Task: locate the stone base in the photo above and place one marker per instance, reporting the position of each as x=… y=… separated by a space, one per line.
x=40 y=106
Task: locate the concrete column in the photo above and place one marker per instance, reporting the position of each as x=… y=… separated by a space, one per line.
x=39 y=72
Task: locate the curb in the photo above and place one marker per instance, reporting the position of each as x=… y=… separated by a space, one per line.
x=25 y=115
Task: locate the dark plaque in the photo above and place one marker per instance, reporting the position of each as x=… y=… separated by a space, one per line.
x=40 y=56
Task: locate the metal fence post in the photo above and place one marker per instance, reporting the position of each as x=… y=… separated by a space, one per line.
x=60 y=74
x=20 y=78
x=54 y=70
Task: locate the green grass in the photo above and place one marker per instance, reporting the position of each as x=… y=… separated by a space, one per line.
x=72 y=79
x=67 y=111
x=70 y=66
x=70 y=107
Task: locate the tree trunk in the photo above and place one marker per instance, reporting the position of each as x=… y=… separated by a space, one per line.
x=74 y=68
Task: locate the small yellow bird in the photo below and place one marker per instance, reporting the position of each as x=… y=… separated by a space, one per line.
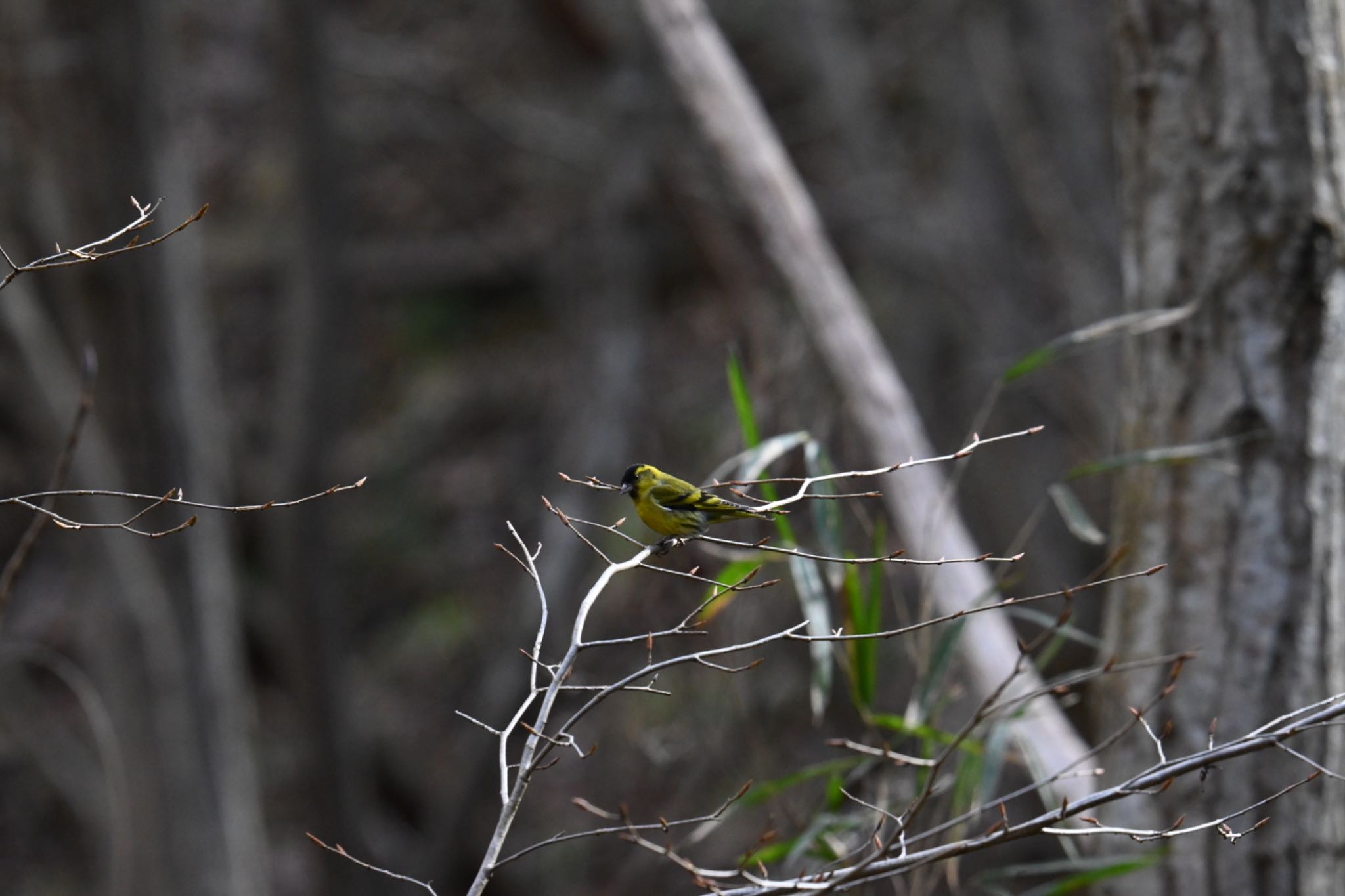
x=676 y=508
--
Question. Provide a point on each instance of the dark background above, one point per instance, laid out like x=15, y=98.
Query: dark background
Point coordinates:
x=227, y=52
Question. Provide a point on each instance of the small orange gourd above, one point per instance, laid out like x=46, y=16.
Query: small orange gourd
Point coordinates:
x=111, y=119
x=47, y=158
* * *
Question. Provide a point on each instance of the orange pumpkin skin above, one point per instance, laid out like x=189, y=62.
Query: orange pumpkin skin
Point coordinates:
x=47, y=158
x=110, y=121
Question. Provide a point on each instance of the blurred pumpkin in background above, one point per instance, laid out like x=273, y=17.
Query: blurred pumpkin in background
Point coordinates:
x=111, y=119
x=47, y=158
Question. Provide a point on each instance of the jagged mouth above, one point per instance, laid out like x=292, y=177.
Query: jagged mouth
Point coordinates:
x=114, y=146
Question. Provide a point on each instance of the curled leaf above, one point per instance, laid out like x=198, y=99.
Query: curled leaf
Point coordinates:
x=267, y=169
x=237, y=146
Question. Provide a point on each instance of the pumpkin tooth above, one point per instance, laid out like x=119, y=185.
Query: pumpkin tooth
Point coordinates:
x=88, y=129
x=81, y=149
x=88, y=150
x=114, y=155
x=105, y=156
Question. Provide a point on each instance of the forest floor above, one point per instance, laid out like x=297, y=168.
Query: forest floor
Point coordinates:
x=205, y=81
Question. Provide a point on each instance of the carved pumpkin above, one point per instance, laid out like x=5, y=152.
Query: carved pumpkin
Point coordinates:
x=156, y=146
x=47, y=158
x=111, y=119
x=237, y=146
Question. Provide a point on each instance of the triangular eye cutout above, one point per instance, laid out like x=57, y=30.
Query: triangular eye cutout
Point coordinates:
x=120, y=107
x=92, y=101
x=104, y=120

■ Direction ■
Copy out the data word for word, starting with the line containing "Question. Provide a point on each instance of the blurred" and continuing through the line containing "x=114, y=146".

■ Solution ■
Question. Provide a point on each instance of the blurred pumpkin in background above, one point per instance, laid out like x=273, y=17.
Query: blurred pumpkin in background
Point coordinates:
x=111, y=119
x=47, y=158
Question. Provide a point on each instance of the jagged mouth above, one point per instance, laid out like x=292, y=177.
Query: jagged mouth
Point coordinates:
x=114, y=146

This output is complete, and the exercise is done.